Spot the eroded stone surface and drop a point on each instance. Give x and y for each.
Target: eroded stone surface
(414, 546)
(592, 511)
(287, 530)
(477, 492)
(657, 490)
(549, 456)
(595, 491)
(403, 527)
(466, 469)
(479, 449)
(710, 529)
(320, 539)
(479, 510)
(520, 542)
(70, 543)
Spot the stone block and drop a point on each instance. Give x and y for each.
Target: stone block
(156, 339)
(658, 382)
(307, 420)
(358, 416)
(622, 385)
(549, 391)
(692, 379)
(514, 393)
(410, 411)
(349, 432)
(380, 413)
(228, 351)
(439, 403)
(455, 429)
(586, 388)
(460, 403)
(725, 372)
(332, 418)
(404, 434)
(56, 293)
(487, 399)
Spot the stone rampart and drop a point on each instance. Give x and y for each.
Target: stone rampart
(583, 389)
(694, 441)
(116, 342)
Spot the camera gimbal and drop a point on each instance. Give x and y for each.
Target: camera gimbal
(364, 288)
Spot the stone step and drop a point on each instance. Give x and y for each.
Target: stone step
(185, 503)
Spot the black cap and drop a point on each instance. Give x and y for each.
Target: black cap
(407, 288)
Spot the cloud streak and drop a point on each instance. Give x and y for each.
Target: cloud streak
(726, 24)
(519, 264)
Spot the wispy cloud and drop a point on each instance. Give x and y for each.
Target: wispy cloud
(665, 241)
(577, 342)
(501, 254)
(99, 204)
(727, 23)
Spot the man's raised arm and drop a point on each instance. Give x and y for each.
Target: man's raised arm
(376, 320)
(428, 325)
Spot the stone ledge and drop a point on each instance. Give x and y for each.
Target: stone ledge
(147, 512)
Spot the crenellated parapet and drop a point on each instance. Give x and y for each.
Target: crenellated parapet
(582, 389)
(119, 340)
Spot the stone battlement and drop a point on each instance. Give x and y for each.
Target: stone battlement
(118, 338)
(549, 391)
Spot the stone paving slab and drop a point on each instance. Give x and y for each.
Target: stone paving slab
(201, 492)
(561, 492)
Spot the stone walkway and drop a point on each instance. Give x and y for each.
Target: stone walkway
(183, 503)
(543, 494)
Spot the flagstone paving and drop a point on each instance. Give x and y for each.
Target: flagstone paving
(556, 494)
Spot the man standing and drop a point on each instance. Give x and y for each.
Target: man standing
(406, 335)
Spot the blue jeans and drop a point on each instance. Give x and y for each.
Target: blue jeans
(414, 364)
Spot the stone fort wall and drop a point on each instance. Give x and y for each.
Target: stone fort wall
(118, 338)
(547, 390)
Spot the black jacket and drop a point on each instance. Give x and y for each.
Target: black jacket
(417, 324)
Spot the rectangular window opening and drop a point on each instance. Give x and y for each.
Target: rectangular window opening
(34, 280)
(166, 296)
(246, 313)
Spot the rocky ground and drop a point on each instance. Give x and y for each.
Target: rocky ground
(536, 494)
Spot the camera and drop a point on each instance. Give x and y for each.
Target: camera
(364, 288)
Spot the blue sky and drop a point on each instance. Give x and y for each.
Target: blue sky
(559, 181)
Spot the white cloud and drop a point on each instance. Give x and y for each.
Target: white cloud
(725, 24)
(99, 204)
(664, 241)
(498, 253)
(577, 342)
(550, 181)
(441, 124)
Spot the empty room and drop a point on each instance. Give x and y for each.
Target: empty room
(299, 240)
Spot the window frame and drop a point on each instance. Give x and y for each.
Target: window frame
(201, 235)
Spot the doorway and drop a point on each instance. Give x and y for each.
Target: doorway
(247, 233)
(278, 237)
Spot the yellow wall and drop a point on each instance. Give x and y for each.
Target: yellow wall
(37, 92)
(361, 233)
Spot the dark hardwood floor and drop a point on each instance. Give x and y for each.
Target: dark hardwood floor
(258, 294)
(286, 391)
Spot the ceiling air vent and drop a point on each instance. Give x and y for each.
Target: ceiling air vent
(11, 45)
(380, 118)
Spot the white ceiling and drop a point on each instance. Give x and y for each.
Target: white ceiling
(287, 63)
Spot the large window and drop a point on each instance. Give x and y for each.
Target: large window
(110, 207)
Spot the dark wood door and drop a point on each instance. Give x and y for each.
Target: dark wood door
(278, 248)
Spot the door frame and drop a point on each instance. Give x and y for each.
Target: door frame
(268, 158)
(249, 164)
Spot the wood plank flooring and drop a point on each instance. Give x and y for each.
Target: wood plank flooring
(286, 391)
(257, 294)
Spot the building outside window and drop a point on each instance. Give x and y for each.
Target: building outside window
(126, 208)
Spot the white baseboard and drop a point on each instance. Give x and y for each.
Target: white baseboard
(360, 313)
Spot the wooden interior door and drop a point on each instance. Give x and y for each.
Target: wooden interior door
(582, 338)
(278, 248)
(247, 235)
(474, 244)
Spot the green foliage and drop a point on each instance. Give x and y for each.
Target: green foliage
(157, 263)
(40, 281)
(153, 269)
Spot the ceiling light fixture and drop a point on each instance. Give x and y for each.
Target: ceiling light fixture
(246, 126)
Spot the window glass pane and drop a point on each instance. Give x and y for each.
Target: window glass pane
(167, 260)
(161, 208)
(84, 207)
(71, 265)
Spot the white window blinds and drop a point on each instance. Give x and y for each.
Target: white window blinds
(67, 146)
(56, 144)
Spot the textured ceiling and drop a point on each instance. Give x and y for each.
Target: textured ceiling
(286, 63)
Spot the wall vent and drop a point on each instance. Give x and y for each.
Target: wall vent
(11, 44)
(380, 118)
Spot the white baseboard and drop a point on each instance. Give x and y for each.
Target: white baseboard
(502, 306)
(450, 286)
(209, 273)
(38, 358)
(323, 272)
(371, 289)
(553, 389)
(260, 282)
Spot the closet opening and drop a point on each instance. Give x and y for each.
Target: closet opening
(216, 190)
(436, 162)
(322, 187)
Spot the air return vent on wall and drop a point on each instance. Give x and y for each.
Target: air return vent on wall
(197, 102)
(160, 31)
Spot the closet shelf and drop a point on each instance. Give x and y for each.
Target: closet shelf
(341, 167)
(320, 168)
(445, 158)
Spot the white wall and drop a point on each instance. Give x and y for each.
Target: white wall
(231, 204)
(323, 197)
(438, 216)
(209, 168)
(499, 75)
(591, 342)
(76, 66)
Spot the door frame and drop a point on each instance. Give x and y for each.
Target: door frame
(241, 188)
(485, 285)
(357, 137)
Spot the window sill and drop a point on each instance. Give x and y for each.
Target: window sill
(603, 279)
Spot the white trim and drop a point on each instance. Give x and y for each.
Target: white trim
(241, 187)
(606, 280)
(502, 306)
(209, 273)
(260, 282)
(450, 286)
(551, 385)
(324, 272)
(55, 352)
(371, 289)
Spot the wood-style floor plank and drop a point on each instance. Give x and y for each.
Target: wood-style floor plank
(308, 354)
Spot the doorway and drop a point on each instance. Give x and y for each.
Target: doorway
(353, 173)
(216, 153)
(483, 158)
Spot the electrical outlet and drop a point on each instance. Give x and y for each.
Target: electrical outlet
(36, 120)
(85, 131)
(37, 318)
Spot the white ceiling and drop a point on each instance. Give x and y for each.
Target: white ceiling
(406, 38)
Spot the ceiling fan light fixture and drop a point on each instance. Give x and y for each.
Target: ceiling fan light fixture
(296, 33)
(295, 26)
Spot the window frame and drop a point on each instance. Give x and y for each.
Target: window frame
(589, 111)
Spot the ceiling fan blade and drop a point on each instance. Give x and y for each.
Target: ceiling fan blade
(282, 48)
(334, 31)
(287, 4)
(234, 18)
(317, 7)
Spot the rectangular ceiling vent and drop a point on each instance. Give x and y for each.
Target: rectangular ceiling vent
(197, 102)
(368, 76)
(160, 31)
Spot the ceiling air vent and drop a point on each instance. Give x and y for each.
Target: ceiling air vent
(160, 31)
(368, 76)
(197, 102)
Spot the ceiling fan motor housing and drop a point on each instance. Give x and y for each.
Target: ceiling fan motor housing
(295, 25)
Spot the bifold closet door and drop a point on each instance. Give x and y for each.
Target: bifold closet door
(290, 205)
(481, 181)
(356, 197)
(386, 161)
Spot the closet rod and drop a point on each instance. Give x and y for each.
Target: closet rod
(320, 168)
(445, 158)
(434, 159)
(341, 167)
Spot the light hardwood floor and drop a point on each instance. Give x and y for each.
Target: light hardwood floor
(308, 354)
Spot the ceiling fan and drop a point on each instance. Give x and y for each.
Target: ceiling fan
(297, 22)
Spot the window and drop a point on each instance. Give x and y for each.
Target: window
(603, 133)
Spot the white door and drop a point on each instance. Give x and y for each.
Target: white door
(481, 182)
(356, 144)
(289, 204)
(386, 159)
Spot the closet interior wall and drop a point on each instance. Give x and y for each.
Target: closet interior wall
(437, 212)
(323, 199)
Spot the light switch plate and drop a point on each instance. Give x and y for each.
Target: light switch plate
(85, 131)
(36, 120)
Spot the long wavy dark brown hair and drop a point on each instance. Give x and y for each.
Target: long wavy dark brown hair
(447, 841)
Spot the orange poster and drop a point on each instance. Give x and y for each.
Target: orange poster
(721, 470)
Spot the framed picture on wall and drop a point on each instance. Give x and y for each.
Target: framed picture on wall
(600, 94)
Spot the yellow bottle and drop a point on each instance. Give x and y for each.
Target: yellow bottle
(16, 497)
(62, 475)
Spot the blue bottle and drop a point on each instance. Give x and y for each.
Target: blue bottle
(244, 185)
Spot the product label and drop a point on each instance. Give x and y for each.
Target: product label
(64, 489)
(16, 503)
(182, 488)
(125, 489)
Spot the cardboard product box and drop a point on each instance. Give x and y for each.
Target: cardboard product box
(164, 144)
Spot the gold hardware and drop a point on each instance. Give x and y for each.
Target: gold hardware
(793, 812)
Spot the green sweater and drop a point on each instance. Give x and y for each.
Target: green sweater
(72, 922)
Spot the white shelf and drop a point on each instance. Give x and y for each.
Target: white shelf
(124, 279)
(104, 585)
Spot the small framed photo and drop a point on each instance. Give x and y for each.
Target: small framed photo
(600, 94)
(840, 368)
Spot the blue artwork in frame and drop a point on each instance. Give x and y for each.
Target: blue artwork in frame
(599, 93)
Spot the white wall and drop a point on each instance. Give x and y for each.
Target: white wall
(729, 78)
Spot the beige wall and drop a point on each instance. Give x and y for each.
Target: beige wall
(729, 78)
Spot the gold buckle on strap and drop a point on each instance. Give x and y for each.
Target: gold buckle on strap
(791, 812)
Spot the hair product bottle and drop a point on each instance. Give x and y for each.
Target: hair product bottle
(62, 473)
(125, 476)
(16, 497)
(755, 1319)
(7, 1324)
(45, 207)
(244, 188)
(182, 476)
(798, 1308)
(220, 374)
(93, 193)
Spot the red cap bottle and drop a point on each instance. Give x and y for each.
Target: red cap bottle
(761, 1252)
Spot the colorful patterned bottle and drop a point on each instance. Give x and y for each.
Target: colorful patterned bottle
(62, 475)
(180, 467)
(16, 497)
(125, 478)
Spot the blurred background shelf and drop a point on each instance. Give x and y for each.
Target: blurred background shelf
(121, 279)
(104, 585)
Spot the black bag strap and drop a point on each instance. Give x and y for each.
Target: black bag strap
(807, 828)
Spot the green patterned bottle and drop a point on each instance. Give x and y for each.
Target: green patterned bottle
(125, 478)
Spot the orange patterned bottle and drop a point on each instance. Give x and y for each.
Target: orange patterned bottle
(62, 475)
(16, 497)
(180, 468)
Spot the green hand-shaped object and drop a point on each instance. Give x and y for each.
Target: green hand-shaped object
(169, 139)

=== ASSIGNMENT ===
Could you set down, word for word, only the lines above from the line with "Target: blue jeans" to the line with "Spot the white cloud", including both?

=== OUTPUT OF THE EXERCISE ===
Target: blue jeans
(414, 364)
Spot the stone fort wall and drop a point on each instance. Give x and y for each.
Target: stone fort wall
(118, 338)
(547, 390)
Spot the black jacket and drop a point on each instance. Give x and y for each.
Target: black jacket
(417, 324)
Spot the rectangular window opening and drop a point on each instance. Give x and y for each.
Target: rectangular window opening
(34, 280)
(166, 296)
(246, 313)
Spot the rocky ground and drop a point on each instance. Give x and y for each.
Target: rocky ground
(536, 494)
Spot the camera and drop a point on each instance. Give x and y for each.
Target: camera
(364, 288)
Spot the blue sky and drop a point on each instance. Give x and y for each.
Target: blue sky
(559, 181)
Spot the white cloud and drop a point on each instance. Give x and y for each.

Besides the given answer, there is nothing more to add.